▶ [Do this] Copy out the lines below, switching "orange pumpkin" to "carved pumpkin" and leaving everything else unchanged.

- - - -

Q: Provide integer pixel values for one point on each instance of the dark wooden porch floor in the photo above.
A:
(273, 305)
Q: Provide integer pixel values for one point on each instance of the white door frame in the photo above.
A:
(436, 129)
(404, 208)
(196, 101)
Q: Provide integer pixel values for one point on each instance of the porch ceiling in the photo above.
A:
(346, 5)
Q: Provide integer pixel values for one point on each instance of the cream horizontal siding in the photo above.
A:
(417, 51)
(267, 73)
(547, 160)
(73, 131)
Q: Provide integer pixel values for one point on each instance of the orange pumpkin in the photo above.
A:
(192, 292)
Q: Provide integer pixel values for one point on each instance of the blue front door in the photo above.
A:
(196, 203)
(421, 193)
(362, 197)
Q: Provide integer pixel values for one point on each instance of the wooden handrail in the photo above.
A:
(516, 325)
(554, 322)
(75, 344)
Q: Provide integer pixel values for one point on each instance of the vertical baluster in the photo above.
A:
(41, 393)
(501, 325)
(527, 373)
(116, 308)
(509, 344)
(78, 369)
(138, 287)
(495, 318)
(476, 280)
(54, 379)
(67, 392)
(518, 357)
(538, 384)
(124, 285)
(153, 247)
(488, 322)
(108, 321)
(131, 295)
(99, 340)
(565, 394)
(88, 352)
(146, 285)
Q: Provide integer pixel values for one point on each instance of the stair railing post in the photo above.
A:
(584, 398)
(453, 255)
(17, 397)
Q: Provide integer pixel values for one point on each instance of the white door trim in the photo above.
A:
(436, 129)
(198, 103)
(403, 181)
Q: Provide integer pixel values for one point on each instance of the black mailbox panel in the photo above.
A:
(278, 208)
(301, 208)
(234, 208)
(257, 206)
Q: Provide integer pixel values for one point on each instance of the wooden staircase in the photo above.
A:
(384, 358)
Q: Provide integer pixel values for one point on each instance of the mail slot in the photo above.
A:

- - - -

▶ [Expected answer]
Q: Provide integer pixel values for one point on each instance of the dark wooden porch floor in the photo above.
A:
(273, 305)
Q: Provide integer pixel values for one point on each instance of the white door frame in the photo above.
A:
(436, 129)
(404, 208)
(196, 101)
Q: Provide integer pixel values for one point on each instance of the porch ceiling in the photo above.
A:
(346, 5)
Q: Provide integer pixel values for one point on each instance of the cream horizontal siding in the photo above.
A:
(417, 51)
(267, 73)
(547, 160)
(73, 131)
Q: Provide integer pixel values for one point on each instance of the carved pumpkin in the photo above.
A:
(192, 292)
Q: Provide integer pixel values for one point on each instance of the blue front door in the photo above.
A:
(196, 203)
(421, 193)
(362, 197)
Q: Provide integer pixel values for one point on each instance of the wooden handrail in the photo above.
A:
(516, 325)
(554, 322)
(75, 344)
Q: Provide integer pixel values for one point on each instance of the vertical baluster in the photo above.
A:
(41, 393)
(501, 325)
(527, 373)
(116, 308)
(509, 344)
(78, 369)
(138, 287)
(495, 318)
(476, 280)
(54, 379)
(67, 392)
(518, 357)
(538, 384)
(124, 285)
(153, 247)
(488, 322)
(108, 321)
(131, 295)
(99, 340)
(565, 394)
(88, 352)
(146, 285)
Q: Provide integer pixel values for one point on each instance of the stair railing post in the photo above.
A:
(584, 398)
(453, 255)
(17, 397)
Q: Provide integer pixel values for one point on each instance of the white door trim in the photo above.
A:
(436, 129)
(198, 103)
(403, 181)
Q: Provide integer pixel values for one point on each instance of the black mailbox panel in the photo above.
A:
(278, 208)
(301, 208)
(234, 208)
(257, 206)
Q: Provide integer pixel values for one point on each instance of the wooden staircase in the photo above.
A:
(384, 358)
Q: Provide integer pixel values for one point on each instance of the mail slot in the photo above.
A:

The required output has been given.